Region pointing data:
☆ ☆ ☆ ☆ ☆

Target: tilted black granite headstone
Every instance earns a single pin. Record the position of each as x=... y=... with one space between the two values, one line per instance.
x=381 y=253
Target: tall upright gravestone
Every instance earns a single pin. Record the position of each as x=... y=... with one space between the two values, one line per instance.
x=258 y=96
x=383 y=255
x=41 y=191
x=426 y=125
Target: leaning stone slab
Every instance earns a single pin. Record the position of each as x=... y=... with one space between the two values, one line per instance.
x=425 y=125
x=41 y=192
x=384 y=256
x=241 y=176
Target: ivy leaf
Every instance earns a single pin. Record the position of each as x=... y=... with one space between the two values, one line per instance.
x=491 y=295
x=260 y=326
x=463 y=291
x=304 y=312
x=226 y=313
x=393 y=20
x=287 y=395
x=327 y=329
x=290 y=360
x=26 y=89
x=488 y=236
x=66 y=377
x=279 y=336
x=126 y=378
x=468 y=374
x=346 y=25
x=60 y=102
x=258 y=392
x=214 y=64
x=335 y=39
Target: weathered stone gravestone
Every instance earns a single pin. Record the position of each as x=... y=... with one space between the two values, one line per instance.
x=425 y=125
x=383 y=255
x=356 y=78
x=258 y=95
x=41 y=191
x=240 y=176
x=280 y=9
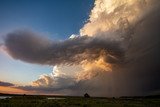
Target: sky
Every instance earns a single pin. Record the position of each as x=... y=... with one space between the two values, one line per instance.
x=57 y=20
x=107 y=48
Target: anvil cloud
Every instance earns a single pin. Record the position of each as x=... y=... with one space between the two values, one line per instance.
x=117 y=50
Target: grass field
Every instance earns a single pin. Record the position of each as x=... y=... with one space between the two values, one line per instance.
x=43 y=101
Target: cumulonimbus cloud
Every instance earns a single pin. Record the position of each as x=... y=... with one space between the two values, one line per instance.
x=121 y=34
x=27 y=46
x=6 y=84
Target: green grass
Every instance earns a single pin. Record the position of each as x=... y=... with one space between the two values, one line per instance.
x=42 y=101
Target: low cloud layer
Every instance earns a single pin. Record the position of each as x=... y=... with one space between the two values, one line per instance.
x=117 y=53
x=6 y=84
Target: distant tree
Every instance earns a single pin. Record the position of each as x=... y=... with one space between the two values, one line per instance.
x=86 y=95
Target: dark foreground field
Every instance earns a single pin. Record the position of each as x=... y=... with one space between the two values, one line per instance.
x=43 y=101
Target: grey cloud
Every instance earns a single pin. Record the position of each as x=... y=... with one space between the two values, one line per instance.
x=29 y=47
x=7 y=84
x=137 y=73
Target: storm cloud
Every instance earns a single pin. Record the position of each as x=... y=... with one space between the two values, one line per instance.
x=7 y=84
x=29 y=47
x=121 y=36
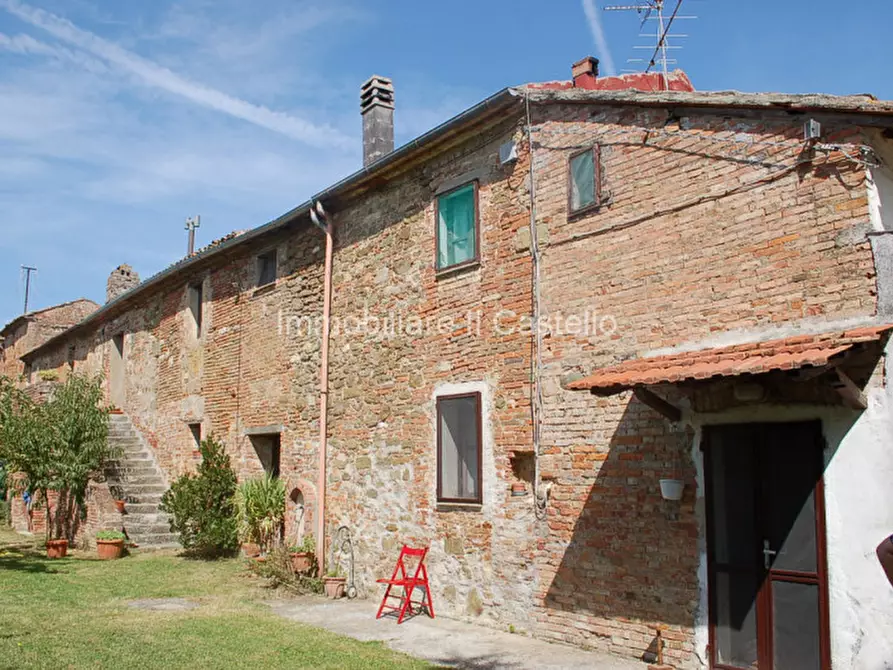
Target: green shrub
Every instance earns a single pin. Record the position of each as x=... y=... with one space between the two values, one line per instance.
x=307 y=545
x=278 y=571
x=110 y=535
x=260 y=505
x=59 y=445
x=201 y=505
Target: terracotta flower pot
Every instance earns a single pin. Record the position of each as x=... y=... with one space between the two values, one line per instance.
x=334 y=587
x=57 y=548
x=301 y=561
x=250 y=550
x=109 y=549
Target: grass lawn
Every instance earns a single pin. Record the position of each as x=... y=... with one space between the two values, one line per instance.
x=73 y=613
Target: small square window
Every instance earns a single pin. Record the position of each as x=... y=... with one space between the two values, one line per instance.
x=457 y=224
x=459 y=448
x=583 y=177
x=269 y=452
x=266 y=268
x=196 y=307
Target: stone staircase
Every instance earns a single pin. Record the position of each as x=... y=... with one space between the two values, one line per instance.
x=142 y=484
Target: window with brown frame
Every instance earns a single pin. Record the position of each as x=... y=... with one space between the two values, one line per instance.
x=459 y=448
x=457 y=227
x=195 y=430
x=583 y=189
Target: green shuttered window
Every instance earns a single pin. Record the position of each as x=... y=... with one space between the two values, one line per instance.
x=457 y=226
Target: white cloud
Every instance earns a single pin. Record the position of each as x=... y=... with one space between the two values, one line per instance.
x=598 y=34
x=160 y=77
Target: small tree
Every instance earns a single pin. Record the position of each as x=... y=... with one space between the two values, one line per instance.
x=201 y=505
x=260 y=505
x=56 y=446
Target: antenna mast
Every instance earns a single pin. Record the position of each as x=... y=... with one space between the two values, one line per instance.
x=654 y=10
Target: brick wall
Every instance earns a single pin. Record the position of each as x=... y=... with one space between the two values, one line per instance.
x=618 y=559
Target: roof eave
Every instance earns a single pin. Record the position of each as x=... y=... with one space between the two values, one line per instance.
x=502 y=98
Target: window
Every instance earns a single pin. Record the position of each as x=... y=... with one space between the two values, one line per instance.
x=196 y=430
x=457 y=223
x=266 y=268
x=459 y=448
x=196 y=306
x=268 y=448
x=583 y=176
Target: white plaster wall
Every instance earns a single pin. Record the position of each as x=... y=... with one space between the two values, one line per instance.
x=858 y=515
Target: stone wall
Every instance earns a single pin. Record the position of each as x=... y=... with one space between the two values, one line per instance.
x=33 y=329
x=382 y=474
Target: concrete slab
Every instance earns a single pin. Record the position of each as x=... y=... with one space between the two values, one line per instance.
x=445 y=641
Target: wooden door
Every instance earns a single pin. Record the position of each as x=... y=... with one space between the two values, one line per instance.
x=766 y=547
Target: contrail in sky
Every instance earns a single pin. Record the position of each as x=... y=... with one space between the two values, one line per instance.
x=155 y=75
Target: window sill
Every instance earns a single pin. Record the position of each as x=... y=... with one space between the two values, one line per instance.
x=583 y=211
x=456 y=269
x=263 y=290
x=458 y=507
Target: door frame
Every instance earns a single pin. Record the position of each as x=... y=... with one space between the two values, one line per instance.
x=763 y=598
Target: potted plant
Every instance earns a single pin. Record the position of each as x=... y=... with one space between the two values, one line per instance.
x=250 y=550
x=334 y=583
x=260 y=510
x=57 y=548
x=110 y=544
x=56 y=446
x=118 y=497
x=302 y=554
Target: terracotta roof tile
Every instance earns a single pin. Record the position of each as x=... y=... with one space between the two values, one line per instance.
x=755 y=358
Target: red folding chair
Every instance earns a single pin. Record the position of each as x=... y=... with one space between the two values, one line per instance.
x=406 y=586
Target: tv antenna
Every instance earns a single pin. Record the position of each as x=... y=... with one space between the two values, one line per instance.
x=192 y=223
x=655 y=10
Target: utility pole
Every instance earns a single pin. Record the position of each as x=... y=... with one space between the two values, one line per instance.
x=191 y=224
x=27 y=269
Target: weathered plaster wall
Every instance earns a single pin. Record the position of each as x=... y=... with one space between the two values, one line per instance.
x=382 y=472
x=709 y=225
x=612 y=559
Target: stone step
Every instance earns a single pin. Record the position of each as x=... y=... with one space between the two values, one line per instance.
x=131 y=480
x=141 y=489
x=147 y=531
x=157 y=541
x=147 y=517
x=138 y=468
x=140 y=508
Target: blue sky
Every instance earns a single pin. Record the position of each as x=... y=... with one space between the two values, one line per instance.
x=120 y=119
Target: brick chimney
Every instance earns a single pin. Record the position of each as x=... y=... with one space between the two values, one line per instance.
x=585 y=72
x=377 y=108
x=122 y=279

☆ ☆ ☆ ☆ ☆

**What is being asked:** Output the lines above between the one holding "Target: brick wall" and the one holding "Target: white plaster wall", inclusive, with nothing before or after them.

**Completed task:**
Target: brick wall
Every instance earns a single pin. Record the position of each as x=... y=... with one space between the two values, one line per instance.
x=618 y=559
Target: roof eave
Every instance earns a single pin. Record the position of each as x=... y=... with one space between the two values, one line per instance.
x=502 y=98
Target: window
Every instance earns a single pin. Record the position of each as x=... y=... with one space between the two values, one line per instance.
x=196 y=430
x=457 y=223
x=266 y=268
x=459 y=448
x=196 y=306
x=268 y=448
x=583 y=176
Target: white plaster wall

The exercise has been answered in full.